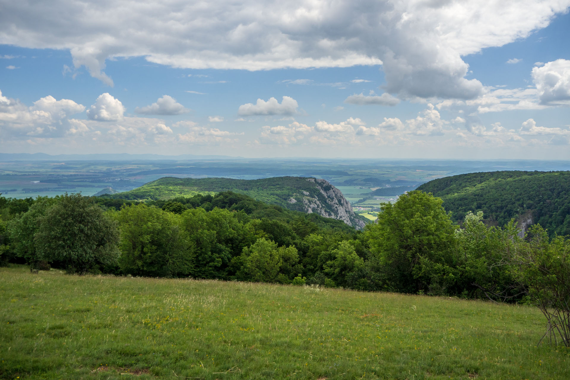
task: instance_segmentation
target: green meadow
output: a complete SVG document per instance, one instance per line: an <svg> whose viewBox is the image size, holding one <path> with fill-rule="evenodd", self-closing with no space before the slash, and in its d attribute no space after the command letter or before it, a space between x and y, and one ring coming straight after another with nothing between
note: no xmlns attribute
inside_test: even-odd
<svg viewBox="0 0 570 380"><path fill-rule="evenodd" d="M568 379L527 306L0 268L2 379Z"/></svg>

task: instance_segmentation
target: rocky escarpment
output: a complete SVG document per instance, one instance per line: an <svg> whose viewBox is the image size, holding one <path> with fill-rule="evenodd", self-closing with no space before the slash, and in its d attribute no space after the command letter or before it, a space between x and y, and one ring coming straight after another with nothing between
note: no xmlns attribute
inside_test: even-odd
<svg viewBox="0 0 570 380"><path fill-rule="evenodd" d="M257 201L316 214L339 220L356 228L366 222L352 211L340 190L325 179L305 177L276 177L259 179L176 178L165 177L109 198L127 199L168 199L198 193L234 191Z"/></svg>
<svg viewBox="0 0 570 380"><path fill-rule="evenodd" d="M288 202L295 204L296 209L339 219L358 229L364 227L365 223L354 213L352 207L340 190L325 179L307 178L307 181L315 184L312 189L316 191L301 190L291 197Z"/></svg>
━━━━━━━━━━
Exercise objective. Return every line of all the rows above verbatim, leaving out the pictures.

Result.
task: instance_segmentation
target: green meadow
output: a complete SVG document per instance, one instance per line: an <svg> whose viewBox is the image size, holding one <path> with fill-rule="evenodd", self-closing with no space before the slash, and in its d attribute no space after the command letter or before it, a space between x and y, and one ring coming straight after another with nothing between
note: no xmlns attribute
inside_test: even-odd
<svg viewBox="0 0 570 380"><path fill-rule="evenodd" d="M568 379L527 306L0 268L2 379Z"/></svg>

task: instance_segmentation
target: rocky escarpment
output: a complete SVG document per instance, one instance per line: an <svg> whose viewBox is the image size, holding one <path> with fill-rule="evenodd", self-closing with no space before the slash, and in its d attribute no space after the command letter or before it, a space between x and y, and one ring coming straight after another with nothing between
note: no xmlns attribute
inside_test: even-odd
<svg viewBox="0 0 570 380"><path fill-rule="evenodd" d="M257 201L316 214L339 220L356 228L366 222L352 211L340 190L325 179L305 177L276 177L259 179L176 178L165 177L109 198L127 199L168 199L198 193L234 191Z"/></svg>
<svg viewBox="0 0 570 380"><path fill-rule="evenodd" d="M288 202L295 204L296 209L339 219L358 229L364 227L365 223L354 213L352 207L340 190L325 179L307 178L307 181L315 184L312 189L316 191L301 190L291 197Z"/></svg>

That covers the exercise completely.